Natural language region descriptions:
--*--

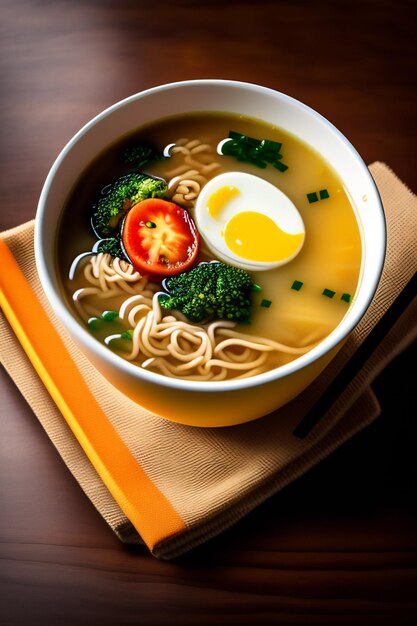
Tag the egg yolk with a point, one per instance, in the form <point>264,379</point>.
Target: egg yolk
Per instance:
<point>256,237</point>
<point>219,198</point>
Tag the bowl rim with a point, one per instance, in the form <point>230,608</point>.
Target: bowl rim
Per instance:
<point>83,337</point>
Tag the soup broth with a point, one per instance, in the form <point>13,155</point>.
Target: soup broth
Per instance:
<point>294,305</point>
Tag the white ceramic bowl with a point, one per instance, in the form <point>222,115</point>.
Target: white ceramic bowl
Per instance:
<point>224,402</point>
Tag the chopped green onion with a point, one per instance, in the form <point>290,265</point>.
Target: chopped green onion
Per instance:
<point>109,316</point>
<point>312,197</point>
<point>297,284</point>
<point>258,152</point>
<point>266,303</point>
<point>94,323</point>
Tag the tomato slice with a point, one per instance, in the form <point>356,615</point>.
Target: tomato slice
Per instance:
<point>160,237</point>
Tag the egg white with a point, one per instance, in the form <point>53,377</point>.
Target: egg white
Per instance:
<point>255,195</point>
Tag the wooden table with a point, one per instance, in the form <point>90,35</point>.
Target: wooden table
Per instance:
<point>339,545</point>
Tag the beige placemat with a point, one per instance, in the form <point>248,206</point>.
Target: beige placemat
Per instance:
<point>213,477</point>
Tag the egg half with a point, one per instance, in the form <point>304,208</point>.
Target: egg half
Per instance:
<point>248,222</point>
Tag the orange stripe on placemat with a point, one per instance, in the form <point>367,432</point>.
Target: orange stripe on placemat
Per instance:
<point>146,507</point>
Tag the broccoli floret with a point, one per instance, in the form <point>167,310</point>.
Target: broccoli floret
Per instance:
<point>112,246</point>
<point>210,291</point>
<point>118,197</point>
<point>140,155</point>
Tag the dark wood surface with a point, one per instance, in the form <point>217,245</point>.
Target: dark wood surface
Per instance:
<point>339,545</point>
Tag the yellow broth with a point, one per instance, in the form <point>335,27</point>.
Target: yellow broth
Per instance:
<point>329,261</point>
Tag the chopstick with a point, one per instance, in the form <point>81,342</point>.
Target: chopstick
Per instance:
<point>130,486</point>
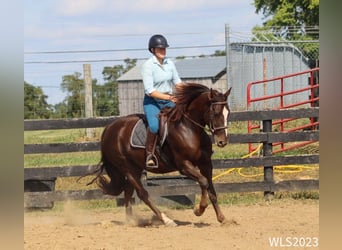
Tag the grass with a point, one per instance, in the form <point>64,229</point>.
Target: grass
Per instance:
<point>230,151</point>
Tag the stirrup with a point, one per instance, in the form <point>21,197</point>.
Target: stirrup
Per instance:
<point>151,161</point>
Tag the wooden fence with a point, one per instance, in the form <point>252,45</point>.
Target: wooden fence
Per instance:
<point>40,182</point>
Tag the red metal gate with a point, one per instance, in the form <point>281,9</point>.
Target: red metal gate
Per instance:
<point>285,125</point>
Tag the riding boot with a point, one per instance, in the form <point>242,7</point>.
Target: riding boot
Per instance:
<point>151,141</point>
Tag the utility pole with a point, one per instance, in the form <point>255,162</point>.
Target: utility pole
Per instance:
<point>228,72</point>
<point>88,97</point>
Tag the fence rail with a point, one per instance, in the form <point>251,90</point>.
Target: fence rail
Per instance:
<point>41,194</point>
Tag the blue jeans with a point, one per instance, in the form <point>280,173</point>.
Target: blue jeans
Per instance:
<point>152,109</point>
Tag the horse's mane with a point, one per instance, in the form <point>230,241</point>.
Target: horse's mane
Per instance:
<point>185,93</point>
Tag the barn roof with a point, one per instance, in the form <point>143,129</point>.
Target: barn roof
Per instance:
<point>194,68</point>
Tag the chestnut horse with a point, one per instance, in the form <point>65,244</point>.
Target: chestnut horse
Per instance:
<point>188,148</point>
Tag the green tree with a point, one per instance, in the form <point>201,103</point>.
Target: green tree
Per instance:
<point>106,96</point>
<point>294,20</point>
<point>75,100</point>
<point>290,19</point>
<point>35,104</point>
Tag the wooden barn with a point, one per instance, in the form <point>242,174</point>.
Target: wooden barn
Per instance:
<point>247,62</point>
<point>209,71</point>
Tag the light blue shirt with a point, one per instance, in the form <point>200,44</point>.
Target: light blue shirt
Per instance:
<point>157,77</point>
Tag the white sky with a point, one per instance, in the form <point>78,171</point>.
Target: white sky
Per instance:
<point>88,25</point>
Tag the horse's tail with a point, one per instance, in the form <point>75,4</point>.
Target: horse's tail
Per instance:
<point>115,185</point>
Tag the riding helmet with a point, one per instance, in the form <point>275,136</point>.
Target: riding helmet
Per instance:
<point>157,41</point>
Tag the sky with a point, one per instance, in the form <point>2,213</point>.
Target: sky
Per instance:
<point>60,36</point>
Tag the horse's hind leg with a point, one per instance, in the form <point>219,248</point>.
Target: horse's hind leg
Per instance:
<point>144,196</point>
<point>128,193</point>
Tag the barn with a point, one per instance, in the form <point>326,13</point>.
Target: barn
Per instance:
<point>247,62</point>
<point>209,71</point>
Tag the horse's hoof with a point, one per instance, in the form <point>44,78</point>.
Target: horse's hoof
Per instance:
<point>232,222</point>
<point>168,222</point>
<point>197,211</point>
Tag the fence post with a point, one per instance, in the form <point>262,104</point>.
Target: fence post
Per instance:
<point>88,97</point>
<point>267,151</point>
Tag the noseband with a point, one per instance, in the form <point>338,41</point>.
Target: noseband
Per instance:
<point>211,126</point>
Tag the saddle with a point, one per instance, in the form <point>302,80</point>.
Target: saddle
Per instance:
<point>139,133</point>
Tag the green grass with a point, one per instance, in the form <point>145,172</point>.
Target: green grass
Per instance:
<point>230,151</point>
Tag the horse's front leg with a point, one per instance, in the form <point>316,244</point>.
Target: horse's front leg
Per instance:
<point>200,208</point>
<point>144,196</point>
<point>128,193</point>
<point>213,198</point>
<point>194,173</point>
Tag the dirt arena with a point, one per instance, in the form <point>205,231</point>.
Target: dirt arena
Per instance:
<point>250,227</point>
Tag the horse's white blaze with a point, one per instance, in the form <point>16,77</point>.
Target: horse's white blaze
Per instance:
<point>225,115</point>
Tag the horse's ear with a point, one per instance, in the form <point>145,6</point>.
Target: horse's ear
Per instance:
<point>211,96</point>
<point>228,92</point>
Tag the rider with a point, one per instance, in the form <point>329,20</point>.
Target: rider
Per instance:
<point>159,76</point>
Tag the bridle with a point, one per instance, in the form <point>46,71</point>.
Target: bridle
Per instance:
<point>211,126</point>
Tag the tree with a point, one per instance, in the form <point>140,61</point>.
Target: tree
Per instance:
<point>294,20</point>
<point>35,104</point>
<point>107,97</point>
<point>290,19</point>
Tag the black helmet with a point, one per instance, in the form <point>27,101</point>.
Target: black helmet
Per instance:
<point>157,41</point>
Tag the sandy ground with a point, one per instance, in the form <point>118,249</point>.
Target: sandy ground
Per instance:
<point>107,229</point>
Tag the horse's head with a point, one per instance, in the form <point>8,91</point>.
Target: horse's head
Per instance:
<point>218,116</point>
<point>203,106</point>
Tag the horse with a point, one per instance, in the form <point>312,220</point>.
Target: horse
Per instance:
<point>187,148</point>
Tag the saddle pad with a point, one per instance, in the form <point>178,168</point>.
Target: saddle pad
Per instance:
<point>138,136</point>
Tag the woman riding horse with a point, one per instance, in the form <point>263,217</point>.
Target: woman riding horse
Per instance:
<point>188,148</point>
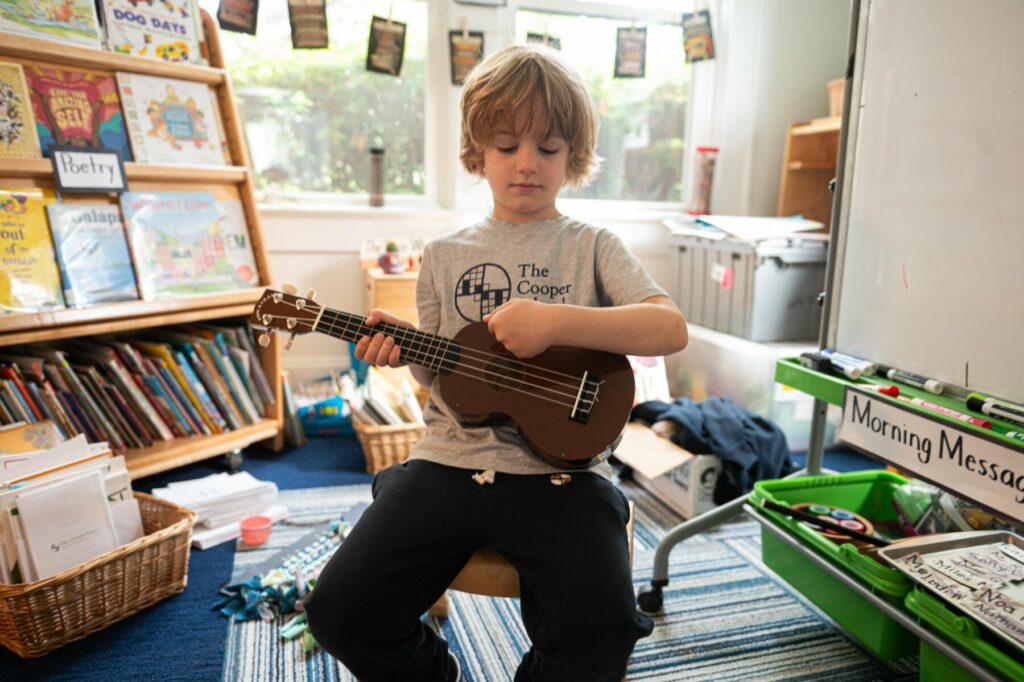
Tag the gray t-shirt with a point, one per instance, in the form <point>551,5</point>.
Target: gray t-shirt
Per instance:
<point>467,274</point>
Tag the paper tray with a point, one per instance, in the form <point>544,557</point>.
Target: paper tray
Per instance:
<point>946,542</point>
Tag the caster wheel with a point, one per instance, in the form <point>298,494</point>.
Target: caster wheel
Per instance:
<point>649,599</point>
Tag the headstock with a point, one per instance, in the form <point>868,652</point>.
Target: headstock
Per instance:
<point>285,311</point>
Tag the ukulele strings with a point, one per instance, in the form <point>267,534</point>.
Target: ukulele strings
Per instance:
<point>483,371</point>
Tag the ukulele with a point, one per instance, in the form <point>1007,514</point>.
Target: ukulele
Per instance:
<point>570,405</point>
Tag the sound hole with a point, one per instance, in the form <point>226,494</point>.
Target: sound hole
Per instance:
<point>503,376</point>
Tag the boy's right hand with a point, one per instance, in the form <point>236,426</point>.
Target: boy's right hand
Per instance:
<point>380,349</point>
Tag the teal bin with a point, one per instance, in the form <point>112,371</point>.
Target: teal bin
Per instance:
<point>965,633</point>
<point>868,494</point>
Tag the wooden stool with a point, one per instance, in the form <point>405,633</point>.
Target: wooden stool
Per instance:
<point>489,574</point>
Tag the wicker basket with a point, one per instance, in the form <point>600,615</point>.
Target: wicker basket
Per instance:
<point>37,617</point>
<point>384,445</point>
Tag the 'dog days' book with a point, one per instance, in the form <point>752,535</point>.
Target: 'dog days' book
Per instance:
<point>92,253</point>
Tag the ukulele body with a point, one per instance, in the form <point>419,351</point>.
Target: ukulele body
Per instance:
<point>545,395</point>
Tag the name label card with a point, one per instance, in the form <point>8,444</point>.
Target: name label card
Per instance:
<point>88,170</point>
<point>967,464</point>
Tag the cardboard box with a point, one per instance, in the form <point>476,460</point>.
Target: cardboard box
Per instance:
<point>683,480</point>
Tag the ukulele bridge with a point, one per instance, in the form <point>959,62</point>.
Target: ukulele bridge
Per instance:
<point>586,397</point>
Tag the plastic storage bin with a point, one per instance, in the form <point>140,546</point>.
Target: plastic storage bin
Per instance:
<point>759,290</point>
<point>966,634</point>
<point>868,494</point>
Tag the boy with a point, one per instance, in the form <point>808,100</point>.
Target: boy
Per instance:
<point>537,279</point>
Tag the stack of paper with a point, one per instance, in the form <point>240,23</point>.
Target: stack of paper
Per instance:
<point>62,506</point>
<point>220,501</point>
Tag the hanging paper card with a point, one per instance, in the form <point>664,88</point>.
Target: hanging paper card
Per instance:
<point>238,15</point>
<point>308,19</point>
<point>631,52</point>
<point>696,36</point>
<point>17,132</point>
<point>466,52</point>
<point>387,46</point>
<point>545,39</point>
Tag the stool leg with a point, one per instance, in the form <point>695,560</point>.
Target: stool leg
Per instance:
<point>439,609</point>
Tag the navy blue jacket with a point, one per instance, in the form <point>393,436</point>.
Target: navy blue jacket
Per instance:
<point>751,446</point>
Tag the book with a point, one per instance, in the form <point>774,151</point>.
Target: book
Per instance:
<point>177,245</point>
<point>30,281</point>
<point>17,131</point>
<point>72,22</point>
<point>238,248</point>
<point>67,523</point>
<point>92,254</point>
<point>172,121</point>
<point>79,108</point>
<point>156,30</point>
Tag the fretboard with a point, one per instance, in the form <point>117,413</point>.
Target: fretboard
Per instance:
<point>428,350</point>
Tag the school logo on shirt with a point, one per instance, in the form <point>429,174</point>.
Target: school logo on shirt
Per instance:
<point>480,290</point>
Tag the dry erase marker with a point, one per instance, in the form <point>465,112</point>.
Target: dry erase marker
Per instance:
<point>867,368</point>
<point>992,408</point>
<point>983,423</point>
<point>915,380</point>
<point>891,391</point>
<point>842,367</point>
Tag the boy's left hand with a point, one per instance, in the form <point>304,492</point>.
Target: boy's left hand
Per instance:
<point>525,328</point>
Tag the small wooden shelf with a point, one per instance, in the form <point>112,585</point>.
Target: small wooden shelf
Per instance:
<point>171,454</point>
<point>22,47</point>
<point>41,168</point>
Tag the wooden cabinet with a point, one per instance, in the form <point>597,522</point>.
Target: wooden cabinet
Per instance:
<point>394,293</point>
<point>232,181</point>
<point>808,165</point>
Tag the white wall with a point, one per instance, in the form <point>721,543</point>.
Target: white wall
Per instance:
<point>773,58</point>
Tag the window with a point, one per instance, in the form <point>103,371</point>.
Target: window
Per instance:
<point>642,120</point>
<point>311,116</point>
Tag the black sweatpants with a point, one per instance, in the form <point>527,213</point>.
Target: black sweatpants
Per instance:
<point>568,544</point>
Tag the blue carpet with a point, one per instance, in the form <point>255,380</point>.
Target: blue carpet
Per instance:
<point>182,638</point>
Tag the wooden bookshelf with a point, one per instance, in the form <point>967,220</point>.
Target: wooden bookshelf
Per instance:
<point>233,181</point>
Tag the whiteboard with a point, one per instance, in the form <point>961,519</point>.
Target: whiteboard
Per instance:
<point>932,273</point>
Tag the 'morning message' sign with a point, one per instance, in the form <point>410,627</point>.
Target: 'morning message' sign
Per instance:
<point>967,464</point>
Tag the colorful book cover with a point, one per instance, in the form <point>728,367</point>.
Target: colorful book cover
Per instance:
<point>164,30</point>
<point>238,248</point>
<point>92,254</point>
<point>177,244</point>
<point>30,280</point>
<point>71,22</point>
<point>17,133</point>
<point>79,108</point>
<point>172,121</point>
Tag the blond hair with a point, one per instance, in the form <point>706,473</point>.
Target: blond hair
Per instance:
<point>531,78</point>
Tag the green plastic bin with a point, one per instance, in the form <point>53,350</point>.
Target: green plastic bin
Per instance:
<point>868,494</point>
<point>964,632</point>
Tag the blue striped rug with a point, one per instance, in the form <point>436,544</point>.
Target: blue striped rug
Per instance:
<point>726,616</point>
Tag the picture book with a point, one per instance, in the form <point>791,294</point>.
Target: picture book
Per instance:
<point>78,108</point>
<point>165,30</point>
<point>29,278</point>
<point>92,254</point>
<point>177,243</point>
<point>71,22</point>
<point>238,248</point>
<point>172,121</point>
<point>17,133</point>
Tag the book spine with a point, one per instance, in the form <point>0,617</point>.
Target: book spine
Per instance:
<point>203,401</point>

--*--

> **TASK PROMPT**: Report every line of the entries that carries the word "mane".

> **WRITTEN RESPONSE**:
Tag the horse's mane with a point, one per instance, in the form <point>230,241</point>.
Target: horse's mane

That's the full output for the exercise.